■ **Excerpt**:
#####
Gurobi (and most other solvers) will keep crunching on the problem until the optimality gap (mipgap) is reached - if it ever is - or until some other stopping criteria is triggered, like timelim.
This is a harder problem so optimality might not be computable - I did not wait longer than an hour for a solution, at which time that mip gap was still at around 8% and dropping, on my Mac M2 Mini with 8G RAM.
At 0% the gap is fully closed and the optimal solution is reached. Don't count on reaching optimality with most large integer problems in the wild: instead, calibrate your mipgap stopping parameter to signal to the solver what gap is acceptable, at which points the solver quits the search and returns the best solution it has. Good luck!
I sketched a whiteboard that relates the formulation entities named in the problem description to the model entities I implement in my model.
- ancillary and additional variables I implement in the model are not shown
- I imply but do not explicitly implement certain of the formulation's "accounting" variables, such as those named A, B, C, D, E, etc.
I was unaware of the competition when a friend and contestant invited me to some conversation about their own formulation. To get my head into the game I built the deterministic model included here.
That contestant (a Rockstar!) meanwhile built a model all on their own and also implemented the required stochastic component of the challenge, which I never did.
The bulk of the competitive scoring value of this challenge relies on the effectiveness of the stochastic methods used to model the uncertainty of vehicle fuel costs over time.
Given more time, I would first have attempted an extensive stochastic form, deployed to a high-mem machine, and if the sheer problem size made computation intractable I would have considered decomposition methods, starting with Benders.
Still, this was fun!!
-- Martin Laskowski
6th July 2024
#####
■ **Task requirements**:
1. According to the excerpt, roughly what was the mip gap when the author stopped waiting after an hour?
2. Write out everything in the excerpt from "- ancillary and" down to "C, D, E, etc.", substituting "auxiliary" for "ancillary".

■ **Extracted records**:
#####
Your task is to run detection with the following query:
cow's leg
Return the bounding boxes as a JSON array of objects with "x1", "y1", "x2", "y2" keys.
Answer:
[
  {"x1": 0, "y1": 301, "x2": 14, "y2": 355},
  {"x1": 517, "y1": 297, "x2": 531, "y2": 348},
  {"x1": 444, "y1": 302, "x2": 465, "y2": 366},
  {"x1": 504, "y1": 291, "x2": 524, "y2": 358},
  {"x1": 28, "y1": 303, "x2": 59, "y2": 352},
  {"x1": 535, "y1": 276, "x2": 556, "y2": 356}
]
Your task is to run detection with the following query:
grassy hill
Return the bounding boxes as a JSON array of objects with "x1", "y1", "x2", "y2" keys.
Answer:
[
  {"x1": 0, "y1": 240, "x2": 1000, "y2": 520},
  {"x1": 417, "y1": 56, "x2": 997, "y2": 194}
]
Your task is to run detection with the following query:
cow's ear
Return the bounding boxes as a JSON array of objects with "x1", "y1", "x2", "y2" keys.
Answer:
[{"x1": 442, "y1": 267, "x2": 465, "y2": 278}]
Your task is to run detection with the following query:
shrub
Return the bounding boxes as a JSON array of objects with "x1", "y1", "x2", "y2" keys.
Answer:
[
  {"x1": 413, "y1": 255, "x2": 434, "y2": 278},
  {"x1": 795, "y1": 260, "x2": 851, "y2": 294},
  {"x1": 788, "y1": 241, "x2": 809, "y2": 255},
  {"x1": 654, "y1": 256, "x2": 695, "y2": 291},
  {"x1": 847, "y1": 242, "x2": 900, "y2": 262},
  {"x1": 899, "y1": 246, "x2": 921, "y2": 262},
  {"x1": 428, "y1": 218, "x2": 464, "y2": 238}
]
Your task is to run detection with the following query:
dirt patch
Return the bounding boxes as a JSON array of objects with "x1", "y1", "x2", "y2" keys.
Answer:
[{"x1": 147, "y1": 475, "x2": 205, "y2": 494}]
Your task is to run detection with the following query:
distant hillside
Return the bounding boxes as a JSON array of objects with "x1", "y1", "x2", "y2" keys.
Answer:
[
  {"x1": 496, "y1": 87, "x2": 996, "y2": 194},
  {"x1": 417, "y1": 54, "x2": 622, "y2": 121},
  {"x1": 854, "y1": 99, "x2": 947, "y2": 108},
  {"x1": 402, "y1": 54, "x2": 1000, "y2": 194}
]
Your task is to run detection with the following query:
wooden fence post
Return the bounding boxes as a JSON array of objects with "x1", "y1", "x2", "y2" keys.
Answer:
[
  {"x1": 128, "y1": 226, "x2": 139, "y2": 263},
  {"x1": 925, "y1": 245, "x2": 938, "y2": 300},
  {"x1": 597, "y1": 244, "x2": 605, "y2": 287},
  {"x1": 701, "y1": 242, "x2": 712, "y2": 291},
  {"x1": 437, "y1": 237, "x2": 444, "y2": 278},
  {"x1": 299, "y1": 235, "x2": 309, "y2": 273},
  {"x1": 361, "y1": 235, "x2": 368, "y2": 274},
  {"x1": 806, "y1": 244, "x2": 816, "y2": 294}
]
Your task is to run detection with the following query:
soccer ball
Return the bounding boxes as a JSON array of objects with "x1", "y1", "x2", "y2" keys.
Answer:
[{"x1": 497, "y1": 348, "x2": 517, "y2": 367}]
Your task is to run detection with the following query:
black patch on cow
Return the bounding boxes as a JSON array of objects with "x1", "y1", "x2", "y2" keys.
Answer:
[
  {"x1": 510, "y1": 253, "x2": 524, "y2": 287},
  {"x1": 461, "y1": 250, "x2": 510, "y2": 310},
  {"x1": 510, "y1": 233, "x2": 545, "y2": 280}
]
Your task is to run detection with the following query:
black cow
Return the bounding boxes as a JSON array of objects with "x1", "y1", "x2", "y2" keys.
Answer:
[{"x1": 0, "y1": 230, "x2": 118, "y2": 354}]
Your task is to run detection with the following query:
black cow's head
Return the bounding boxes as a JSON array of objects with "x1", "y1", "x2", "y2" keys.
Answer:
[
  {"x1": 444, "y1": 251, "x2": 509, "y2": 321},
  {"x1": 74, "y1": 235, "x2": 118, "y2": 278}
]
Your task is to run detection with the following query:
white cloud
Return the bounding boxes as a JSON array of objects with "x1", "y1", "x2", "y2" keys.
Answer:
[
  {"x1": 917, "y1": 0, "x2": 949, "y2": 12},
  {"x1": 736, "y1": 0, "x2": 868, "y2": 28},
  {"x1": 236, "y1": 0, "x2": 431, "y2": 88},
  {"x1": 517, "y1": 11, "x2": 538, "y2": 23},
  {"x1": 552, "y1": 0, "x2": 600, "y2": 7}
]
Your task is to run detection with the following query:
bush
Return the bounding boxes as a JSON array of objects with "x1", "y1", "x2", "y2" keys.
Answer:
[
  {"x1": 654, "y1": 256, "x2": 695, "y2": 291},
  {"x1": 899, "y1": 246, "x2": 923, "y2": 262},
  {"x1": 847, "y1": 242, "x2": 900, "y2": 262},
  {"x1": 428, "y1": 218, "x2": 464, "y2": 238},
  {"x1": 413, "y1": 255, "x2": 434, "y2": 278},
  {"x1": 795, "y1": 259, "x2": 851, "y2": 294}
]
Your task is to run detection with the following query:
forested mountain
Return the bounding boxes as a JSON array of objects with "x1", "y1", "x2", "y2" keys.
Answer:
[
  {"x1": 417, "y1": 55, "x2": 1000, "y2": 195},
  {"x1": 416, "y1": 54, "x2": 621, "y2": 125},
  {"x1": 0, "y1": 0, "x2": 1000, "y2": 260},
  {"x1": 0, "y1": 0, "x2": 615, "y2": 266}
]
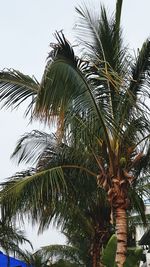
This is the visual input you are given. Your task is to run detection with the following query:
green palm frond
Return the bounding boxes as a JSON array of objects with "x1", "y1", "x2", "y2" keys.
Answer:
[
  {"x1": 11, "y1": 130, "x2": 57, "y2": 164},
  {"x1": 0, "y1": 167, "x2": 66, "y2": 221},
  {"x1": 0, "y1": 69, "x2": 39, "y2": 113},
  {"x1": 0, "y1": 218, "x2": 33, "y2": 259}
]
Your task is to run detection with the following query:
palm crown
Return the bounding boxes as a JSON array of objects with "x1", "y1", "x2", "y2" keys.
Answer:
[{"x1": 0, "y1": 0, "x2": 150, "y2": 266}]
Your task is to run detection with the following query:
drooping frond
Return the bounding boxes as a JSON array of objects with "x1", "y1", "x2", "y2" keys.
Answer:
[
  {"x1": 11, "y1": 130, "x2": 57, "y2": 164},
  {"x1": 0, "y1": 69, "x2": 39, "y2": 113},
  {"x1": 0, "y1": 167, "x2": 66, "y2": 222}
]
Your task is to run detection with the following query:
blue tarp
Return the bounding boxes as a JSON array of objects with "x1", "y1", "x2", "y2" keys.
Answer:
[{"x1": 0, "y1": 252, "x2": 31, "y2": 267}]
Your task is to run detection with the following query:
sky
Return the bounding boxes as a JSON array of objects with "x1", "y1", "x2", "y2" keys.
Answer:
[{"x1": 0, "y1": 0, "x2": 150, "y2": 253}]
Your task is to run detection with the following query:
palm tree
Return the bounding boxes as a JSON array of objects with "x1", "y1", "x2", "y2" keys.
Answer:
[
  {"x1": 0, "y1": 131, "x2": 112, "y2": 267},
  {"x1": 0, "y1": 0, "x2": 150, "y2": 267},
  {"x1": 0, "y1": 218, "x2": 33, "y2": 267}
]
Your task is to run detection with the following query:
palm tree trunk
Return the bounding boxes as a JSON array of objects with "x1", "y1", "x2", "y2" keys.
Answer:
[
  {"x1": 115, "y1": 207, "x2": 127, "y2": 267},
  {"x1": 7, "y1": 255, "x2": 10, "y2": 267}
]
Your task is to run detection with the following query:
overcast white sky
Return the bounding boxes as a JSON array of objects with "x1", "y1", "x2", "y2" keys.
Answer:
[{"x1": 0, "y1": 0, "x2": 150, "y2": 252}]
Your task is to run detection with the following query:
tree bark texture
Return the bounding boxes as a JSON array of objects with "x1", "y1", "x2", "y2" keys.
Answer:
[{"x1": 115, "y1": 207, "x2": 127, "y2": 267}]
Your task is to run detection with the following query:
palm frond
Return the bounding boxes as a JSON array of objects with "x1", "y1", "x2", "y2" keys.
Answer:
[
  {"x1": 0, "y1": 69, "x2": 39, "y2": 113},
  {"x1": 0, "y1": 167, "x2": 67, "y2": 222}
]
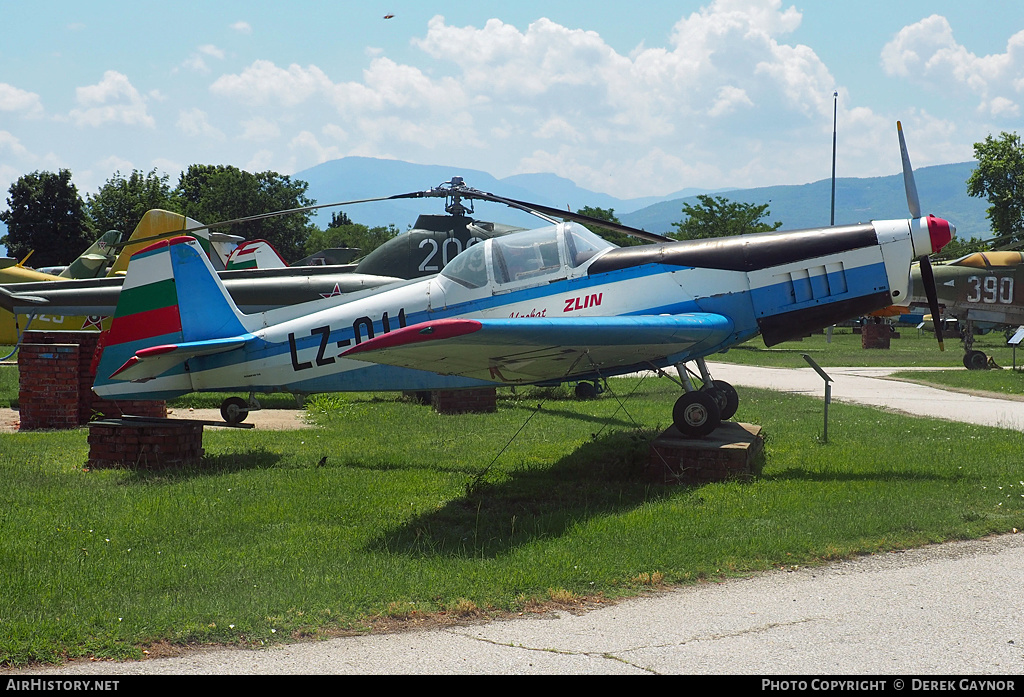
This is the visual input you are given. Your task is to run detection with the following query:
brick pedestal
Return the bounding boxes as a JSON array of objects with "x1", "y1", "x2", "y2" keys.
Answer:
[
  {"x1": 17, "y1": 331, "x2": 167, "y2": 430},
  {"x1": 860, "y1": 324, "x2": 893, "y2": 349},
  {"x1": 88, "y1": 419, "x2": 203, "y2": 470},
  {"x1": 430, "y1": 387, "x2": 498, "y2": 413},
  {"x1": 17, "y1": 344, "x2": 79, "y2": 431},
  {"x1": 646, "y1": 422, "x2": 764, "y2": 484}
]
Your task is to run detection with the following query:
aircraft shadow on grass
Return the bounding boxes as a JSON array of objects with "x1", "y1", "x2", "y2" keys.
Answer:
[
  {"x1": 367, "y1": 431, "x2": 680, "y2": 558},
  {"x1": 114, "y1": 447, "x2": 282, "y2": 484},
  {"x1": 762, "y1": 467, "x2": 965, "y2": 484}
]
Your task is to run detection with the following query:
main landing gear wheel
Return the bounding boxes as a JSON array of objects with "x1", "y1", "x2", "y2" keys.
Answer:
[
  {"x1": 220, "y1": 397, "x2": 249, "y2": 424},
  {"x1": 964, "y1": 351, "x2": 988, "y2": 371},
  {"x1": 700, "y1": 380, "x2": 739, "y2": 421},
  {"x1": 672, "y1": 391, "x2": 722, "y2": 438}
]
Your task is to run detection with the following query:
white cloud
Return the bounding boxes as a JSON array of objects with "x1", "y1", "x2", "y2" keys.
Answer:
[
  {"x1": 239, "y1": 117, "x2": 281, "y2": 142},
  {"x1": 96, "y1": 155, "x2": 135, "y2": 175},
  {"x1": 882, "y1": 14, "x2": 1024, "y2": 117},
  {"x1": 210, "y1": 60, "x2": 333, "y2": 106},
  {"x1": 71, "y1": 71, "x2": 156, "y2": 128},
  {"x1": 0, "y1": 131, "x2": 31, "y2": 160},
  {"x1": 175, "y1": 108, "x2": 224, "y2": 140},
  {"x1": 708, "y1": 85, "x2": 754, "y2": 117},
  {"x1": 0, "y1": 82, "x2": 43, "y2": 119},
  {"x1": 186, "y1": 0, "x2": 966, "y2": 197}
]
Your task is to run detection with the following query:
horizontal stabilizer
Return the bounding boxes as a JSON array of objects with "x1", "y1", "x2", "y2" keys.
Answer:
[{"x1": 111, "y1": 334, "x2": 255, "y2": 382}]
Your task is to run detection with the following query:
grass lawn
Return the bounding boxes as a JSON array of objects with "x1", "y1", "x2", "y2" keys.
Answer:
[{"x1": 0, "y1": 374, "x2": 1024, "y2": 665}]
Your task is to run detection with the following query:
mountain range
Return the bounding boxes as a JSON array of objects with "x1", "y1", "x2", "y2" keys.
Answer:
[{"x1": 292, "y1": 158, "x2": 991, "y2": 239}]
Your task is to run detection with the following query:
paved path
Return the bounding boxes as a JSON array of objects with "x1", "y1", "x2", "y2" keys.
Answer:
[
  {"x1": 8, "y1": 364, "x2": 1024, "y2": 671},
  {"x1": 14, "y1": 534, "x2": 1024, "y2": 684},
  {"x1": 709, "y1": 363, "x2": 1024, "y2": 430}
]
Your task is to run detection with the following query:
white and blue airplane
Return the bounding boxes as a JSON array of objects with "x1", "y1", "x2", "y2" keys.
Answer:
[{"x1": 93, "y1": 121, "x2": 955, "y2": 436}]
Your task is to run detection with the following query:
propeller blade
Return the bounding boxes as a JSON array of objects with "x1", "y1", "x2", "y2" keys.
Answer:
[
  {"x1": 896, "y1": 121, "x2": 921, "y2": 218},
  {"x1": 921, "y1": 256, "x2": 946, "y2": 351}
]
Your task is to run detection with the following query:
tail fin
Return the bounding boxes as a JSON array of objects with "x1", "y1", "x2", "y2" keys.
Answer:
[
  {"x1": 227, "y1": 239, "x2": 288, "y2": 271},
  {"x1": 94, "y1": 236, "x2": 256, "y2": 394},
  {"x1": 60, "y1": 230, "x2": 122, "y2": 278}
]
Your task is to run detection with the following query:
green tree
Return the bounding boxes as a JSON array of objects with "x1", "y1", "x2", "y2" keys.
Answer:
[
  {"x1": 577, "y1": 206, "x2": 647, "y2": 247},
  {"x1": 669, "y1": 193, "x2": 782, "y2": 239},
  {"x1": 967, "y1": 132, "x2": 1024, "y2": 245},
  {"x1": 305, "y1": 212, "x2": 398, "y2": 257},
  {"x1": 0, "y1": 170, "x2": 94, "y2": 267},
  {"x1": 174, "y1": 165, "x2": 316, "y2": 261},
  {"x1": 86, "y1": 170, "x2": 177, "y2": 233}
]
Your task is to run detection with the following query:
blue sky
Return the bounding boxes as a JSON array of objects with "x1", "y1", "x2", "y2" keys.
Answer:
[{"x1": 0, "y1": 0, "x2": 1024, "y2": 227}]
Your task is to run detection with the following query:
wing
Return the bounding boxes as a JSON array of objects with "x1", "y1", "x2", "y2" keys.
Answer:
[{"x1": 342, "y1": 312, "x2": 732, "y2": 384}]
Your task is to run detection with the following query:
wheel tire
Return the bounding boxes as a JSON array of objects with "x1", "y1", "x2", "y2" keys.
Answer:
[
  {"x1": 700, "y1": 380, "x2": 739, "y2": 421},
  {"x1": 672, "y1": 391, "x2": 722, "y2": 438},
  {"x1": 964, "y1": 351, "x2": 988, "y2": 371},
  {"x1": 220, "y1": 397, "x2": 249, "y2": 424}
]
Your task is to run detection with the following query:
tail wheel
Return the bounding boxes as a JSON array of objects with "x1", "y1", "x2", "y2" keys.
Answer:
#####
■ **Full answers**:
1. It was still at around 8% and dropping.

2.
- auxiliary and additional variables I implement in the model are not shown
- I imply but do not explicitly implement certain of the formulation's "accounting" variables, such as those named A, B, C, D, E, etc.